>> begin

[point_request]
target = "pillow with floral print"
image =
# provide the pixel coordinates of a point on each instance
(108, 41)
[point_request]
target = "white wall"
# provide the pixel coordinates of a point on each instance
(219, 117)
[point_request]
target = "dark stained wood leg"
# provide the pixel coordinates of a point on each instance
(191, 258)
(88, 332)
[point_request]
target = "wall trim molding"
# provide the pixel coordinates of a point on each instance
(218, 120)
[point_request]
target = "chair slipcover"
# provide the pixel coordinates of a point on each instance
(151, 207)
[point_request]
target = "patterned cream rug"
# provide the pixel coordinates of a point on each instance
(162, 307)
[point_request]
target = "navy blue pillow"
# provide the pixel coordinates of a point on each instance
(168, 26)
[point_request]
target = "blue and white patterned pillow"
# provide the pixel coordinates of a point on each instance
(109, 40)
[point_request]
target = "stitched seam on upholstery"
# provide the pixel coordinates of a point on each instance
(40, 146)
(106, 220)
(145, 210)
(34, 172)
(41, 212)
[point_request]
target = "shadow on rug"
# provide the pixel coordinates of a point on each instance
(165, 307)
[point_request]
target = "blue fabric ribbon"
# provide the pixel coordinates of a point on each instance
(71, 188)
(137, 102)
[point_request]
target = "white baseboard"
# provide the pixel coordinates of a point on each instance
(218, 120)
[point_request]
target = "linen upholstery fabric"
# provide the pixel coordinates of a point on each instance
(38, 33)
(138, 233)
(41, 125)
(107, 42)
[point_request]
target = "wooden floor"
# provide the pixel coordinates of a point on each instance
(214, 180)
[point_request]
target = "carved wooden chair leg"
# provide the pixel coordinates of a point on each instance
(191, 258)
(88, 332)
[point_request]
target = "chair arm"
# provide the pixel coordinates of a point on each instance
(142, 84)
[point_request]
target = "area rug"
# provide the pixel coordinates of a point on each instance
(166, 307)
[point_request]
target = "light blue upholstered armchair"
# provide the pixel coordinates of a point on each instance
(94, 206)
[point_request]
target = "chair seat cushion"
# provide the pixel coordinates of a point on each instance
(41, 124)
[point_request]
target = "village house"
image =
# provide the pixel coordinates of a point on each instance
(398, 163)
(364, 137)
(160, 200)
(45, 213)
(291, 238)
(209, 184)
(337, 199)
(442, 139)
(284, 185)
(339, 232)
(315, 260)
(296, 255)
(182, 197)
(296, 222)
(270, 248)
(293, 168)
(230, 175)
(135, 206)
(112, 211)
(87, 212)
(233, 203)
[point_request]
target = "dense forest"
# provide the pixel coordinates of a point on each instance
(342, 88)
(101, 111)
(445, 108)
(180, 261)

>> end

» What is required
Reproduce the full listing exactly.

» Exercise output
[point_request]
target = "pillow with floral print"
image =
# provide the pixel coordinates of a point on each instance
(108, 41)
[point_request]
target = "white wall"
# provide the pixel coordinates of a point on each instance
(219, 117)
[point_request]
target = "dark stained wood leg"
# provide the pixel coordinates of a point on each instance
(191, 258)
(88, 332)
[point_request]
target = "wall trim molding"
# provide the pixel coordinates of a point on each instance
(218, 120)
[point_request]
target = "chair slipcover"
# provide the pixel coordinates of a point on each instance
(151, 207)
[point_request]
target = "patterned cream rug"
# provide the pixel coordinates of a point on each instance
(162, 307)
[point_request]
target = "navy blue pillow"
# provide the pixel coordinates of a point on each instance
(168, 26)
[point_request]
target = "blue and white patterned pillow"
# provide the pixel coordinates of a point on each instance
(109, 40)
[point_request]
target = "stitched seam on upholstery"
# provide the pixel coordinates of a point on each instance
(40, 146)
(106, 220)
(145, 210)
(34, 172)
(41, 212)
[point_request]
target = "shadow on rug"
# provide the pixel coordinates of a point on each instance
(165, 307)
[point_request]
target = "blue fabric ribbon"
# provide the pixel coordinates of a point on each instance
(71, 188)
(137, 102)
[point_request]
target = "white baseboard"
# provide the pixel coordinates of a point on each instance
(218, 120)
[point_request]
target = "linen upholstery fabric"
# provide the pixel coordinates of a point on each instance
(38, 33)
(138, 233)
(41, 125)
(107, 42)
[point_request]
target = "wooden floor"
# provide the pixel coordinates of a point on each instance
(214, 180)
[point_request]
target = "carved wooden chair leg"
# provide the pixel coordinates of a point on each instance
(191, 258)
(88, 332)
[point_request]
target = "chair arm"
# provide the pixel coordinates of a point on each instance
(142, 84)
[point_request]
target = "area rug"
# provide the pixel coordinates of a point on each instance
(166, 307)
[point_request]
target = "light blue upholstered armchair"
# provide the pixel coordinates of a point on each instance
(94, 206)
[point_request]
target = "chair seat cushion"
# provide the pixel coordinates of a point on each instance
(41, 124)
[point_request]
target = "village house"
image =
# provide the pixel coordinates of a point on each instance
(398, 163)
(364, 137)
(160, 200)
(45, 213)
(291, 238)
(209, 184)
(337, 199)
(442, 139)
(284, 185)
(339, 232)
(315, 260)
(296, 255)
(182, 197)
(296, 222)
(270, 248)
(293, 168)
(230, 175)
(135, 206)
(112, 211)
(87, 212)
(233, 203)
[point_request]
target = "dense forest"
# provide the pixel coordinates of a point on each instance
(342, 88)
(101, 111)
(445, 108)
(180, 261)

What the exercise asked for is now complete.